- _WHAT TO PRODUCE_: Return the lines below that contain the word "plank".

- _DATA SECTION_:
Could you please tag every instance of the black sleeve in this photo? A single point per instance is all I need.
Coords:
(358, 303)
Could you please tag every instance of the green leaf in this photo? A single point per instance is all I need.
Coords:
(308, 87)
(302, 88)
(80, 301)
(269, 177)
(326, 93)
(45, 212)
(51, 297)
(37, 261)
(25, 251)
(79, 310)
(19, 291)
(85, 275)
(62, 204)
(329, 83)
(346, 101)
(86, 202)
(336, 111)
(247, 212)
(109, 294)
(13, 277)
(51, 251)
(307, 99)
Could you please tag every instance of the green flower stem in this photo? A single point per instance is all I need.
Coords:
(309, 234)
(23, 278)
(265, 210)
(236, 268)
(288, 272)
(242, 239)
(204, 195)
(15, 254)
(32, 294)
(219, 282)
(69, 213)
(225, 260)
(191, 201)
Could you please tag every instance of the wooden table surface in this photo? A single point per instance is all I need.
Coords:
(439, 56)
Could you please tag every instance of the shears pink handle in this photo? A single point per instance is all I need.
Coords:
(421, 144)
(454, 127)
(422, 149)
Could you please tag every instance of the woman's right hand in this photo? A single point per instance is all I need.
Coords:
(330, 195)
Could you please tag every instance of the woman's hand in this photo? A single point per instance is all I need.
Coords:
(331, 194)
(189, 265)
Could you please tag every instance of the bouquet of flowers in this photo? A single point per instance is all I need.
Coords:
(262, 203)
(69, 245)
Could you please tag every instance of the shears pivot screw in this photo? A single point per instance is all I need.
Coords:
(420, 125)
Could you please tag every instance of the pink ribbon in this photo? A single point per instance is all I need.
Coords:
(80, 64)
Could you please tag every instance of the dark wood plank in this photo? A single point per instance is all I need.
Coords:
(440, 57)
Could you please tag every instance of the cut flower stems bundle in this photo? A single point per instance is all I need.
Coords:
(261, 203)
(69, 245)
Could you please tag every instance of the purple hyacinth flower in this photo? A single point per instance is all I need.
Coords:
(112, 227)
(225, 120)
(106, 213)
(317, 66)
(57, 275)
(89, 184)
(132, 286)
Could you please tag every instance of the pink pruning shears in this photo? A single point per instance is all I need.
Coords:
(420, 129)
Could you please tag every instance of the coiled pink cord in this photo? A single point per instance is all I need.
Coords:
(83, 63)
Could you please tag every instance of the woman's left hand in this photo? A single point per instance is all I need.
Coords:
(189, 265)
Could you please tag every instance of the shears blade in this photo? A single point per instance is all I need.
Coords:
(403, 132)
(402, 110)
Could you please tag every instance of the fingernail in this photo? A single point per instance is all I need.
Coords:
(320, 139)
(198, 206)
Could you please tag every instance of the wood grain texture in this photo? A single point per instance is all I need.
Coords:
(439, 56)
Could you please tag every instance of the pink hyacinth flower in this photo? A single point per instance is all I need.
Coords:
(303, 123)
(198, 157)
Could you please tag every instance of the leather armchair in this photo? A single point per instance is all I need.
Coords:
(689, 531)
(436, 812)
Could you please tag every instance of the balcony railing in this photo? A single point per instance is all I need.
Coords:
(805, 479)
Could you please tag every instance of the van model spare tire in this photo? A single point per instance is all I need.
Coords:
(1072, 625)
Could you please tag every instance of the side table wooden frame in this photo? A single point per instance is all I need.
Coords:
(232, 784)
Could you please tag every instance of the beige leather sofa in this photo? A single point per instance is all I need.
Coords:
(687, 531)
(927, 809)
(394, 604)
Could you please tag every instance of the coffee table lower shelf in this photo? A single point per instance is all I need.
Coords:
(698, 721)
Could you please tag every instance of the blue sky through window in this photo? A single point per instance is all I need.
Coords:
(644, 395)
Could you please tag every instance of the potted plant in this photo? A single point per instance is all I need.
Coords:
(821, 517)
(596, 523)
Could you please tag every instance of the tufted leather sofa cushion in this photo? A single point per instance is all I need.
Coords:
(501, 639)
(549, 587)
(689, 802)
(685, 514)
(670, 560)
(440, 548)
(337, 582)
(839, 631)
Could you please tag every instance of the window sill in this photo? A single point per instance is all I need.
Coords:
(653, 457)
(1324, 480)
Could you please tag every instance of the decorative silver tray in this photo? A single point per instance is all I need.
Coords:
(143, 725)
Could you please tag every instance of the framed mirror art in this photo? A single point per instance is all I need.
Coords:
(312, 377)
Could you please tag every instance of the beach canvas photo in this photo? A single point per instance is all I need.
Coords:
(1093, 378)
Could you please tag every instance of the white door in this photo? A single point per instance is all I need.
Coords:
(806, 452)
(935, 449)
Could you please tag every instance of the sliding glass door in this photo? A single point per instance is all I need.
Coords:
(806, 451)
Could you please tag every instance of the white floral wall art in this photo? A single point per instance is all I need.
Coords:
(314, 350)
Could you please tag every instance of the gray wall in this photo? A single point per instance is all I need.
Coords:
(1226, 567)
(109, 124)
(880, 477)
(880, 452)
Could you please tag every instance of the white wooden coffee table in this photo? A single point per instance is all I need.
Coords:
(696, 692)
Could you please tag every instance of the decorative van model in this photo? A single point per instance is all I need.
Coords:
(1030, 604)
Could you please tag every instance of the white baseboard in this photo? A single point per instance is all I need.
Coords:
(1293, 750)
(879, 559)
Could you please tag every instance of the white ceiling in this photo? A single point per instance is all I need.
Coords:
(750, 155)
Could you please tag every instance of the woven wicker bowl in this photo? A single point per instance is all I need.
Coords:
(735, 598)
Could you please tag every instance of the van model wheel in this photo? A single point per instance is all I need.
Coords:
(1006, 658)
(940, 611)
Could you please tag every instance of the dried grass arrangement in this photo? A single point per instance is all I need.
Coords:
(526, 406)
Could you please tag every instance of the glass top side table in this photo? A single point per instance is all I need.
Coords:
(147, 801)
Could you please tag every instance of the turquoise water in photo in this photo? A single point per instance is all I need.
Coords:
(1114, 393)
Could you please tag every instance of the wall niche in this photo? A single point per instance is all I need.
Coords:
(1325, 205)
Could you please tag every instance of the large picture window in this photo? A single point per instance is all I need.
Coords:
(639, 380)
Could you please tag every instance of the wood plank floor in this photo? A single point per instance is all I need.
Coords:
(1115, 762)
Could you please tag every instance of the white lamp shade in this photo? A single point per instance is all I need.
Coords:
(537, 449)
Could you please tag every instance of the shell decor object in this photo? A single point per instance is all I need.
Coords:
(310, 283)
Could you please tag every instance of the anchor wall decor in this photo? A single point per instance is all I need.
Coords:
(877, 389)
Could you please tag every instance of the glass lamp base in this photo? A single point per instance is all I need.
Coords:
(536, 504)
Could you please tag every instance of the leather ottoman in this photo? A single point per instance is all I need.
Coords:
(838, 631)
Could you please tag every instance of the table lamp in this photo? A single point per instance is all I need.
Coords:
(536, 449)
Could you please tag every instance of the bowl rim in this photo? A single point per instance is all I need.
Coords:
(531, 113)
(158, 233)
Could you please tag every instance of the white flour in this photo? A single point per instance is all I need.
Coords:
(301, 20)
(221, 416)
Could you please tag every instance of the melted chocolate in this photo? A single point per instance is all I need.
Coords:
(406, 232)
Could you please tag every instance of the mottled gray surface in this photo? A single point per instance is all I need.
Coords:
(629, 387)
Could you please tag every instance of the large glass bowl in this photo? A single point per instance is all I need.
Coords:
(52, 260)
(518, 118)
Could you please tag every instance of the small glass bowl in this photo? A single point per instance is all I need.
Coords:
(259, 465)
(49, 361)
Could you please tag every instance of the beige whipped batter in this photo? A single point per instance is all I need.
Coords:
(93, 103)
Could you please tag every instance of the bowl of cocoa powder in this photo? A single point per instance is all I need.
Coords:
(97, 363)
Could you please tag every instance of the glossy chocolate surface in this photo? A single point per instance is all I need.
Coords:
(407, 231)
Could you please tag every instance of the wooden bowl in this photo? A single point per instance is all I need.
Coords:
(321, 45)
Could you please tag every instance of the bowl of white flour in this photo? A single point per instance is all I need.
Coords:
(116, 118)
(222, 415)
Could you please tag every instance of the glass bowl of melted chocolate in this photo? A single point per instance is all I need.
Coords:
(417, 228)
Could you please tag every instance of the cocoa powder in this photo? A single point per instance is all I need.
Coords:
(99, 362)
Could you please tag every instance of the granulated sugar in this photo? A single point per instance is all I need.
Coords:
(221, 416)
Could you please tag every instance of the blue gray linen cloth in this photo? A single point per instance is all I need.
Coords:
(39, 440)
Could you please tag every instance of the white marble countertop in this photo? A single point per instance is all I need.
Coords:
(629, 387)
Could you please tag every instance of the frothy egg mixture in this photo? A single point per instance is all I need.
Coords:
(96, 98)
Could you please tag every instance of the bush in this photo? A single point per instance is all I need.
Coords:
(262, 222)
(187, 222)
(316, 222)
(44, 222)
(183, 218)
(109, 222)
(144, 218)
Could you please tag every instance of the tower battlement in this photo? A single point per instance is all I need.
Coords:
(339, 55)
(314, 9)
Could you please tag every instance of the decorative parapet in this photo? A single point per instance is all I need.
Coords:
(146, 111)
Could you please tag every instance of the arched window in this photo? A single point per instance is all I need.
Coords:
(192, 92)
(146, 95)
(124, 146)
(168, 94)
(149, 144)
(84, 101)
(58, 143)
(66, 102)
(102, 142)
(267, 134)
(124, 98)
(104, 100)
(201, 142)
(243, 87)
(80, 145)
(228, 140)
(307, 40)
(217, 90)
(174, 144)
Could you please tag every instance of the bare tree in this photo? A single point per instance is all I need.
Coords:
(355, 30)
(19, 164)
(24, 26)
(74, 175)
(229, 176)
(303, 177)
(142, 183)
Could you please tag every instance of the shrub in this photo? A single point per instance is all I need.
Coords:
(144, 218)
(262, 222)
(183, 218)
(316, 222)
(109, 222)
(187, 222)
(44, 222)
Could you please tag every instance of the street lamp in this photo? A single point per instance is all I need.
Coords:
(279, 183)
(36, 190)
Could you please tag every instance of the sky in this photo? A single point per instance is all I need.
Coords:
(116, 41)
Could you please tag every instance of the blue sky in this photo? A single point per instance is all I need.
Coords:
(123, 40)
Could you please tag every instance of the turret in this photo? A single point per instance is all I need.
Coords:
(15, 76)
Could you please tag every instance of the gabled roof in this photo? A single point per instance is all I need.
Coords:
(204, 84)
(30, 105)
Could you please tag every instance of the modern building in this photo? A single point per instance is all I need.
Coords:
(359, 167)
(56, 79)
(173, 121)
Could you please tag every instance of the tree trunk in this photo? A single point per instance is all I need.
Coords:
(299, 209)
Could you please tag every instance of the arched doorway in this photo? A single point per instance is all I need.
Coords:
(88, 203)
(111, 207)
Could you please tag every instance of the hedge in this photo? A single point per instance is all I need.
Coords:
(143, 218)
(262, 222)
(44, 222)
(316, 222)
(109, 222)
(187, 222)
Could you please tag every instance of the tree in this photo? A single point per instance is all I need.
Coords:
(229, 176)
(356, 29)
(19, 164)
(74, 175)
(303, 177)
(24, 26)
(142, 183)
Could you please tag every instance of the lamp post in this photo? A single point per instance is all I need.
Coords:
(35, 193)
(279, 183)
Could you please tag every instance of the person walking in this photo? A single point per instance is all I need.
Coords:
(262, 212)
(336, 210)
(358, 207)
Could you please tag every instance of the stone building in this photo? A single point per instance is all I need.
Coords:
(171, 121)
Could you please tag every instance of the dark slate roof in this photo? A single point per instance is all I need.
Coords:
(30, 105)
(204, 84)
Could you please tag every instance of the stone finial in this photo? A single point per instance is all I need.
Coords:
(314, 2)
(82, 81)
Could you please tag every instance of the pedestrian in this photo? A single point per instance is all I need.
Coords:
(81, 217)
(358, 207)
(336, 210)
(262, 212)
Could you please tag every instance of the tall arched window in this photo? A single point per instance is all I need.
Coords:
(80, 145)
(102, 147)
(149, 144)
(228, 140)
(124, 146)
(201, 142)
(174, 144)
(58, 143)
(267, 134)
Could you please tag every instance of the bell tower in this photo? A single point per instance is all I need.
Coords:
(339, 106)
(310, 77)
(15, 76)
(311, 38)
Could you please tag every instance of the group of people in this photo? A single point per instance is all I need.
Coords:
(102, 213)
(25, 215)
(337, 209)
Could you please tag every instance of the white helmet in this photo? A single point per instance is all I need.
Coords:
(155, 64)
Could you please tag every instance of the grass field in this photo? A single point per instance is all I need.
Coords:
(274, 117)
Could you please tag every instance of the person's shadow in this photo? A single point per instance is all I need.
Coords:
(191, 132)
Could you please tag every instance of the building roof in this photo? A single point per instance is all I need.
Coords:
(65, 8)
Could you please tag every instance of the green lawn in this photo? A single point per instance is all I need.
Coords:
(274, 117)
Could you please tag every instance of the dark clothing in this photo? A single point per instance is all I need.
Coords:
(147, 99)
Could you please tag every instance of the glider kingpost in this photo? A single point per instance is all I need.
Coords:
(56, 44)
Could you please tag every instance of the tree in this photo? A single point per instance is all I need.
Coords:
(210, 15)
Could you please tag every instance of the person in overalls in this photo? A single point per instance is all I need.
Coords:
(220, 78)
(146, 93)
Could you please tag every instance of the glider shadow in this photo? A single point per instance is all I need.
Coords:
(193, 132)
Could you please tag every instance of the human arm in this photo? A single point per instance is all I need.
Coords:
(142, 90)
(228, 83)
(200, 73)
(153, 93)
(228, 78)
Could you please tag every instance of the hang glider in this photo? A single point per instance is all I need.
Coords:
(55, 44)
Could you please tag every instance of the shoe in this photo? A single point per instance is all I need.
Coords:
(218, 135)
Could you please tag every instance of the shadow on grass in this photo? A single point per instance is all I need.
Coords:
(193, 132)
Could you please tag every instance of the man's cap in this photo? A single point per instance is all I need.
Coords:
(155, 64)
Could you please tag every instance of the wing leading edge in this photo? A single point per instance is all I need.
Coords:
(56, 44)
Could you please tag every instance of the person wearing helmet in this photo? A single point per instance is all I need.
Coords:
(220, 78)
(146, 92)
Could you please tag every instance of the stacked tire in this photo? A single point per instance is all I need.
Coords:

- _EXERCISE OUTPUT_:
Could you please tag every instance of the dark wood plank in this photo? A single point per instance is all I need.
Could you please tag every instance of the wood plank floor in this photo? A single point per instance is all I need.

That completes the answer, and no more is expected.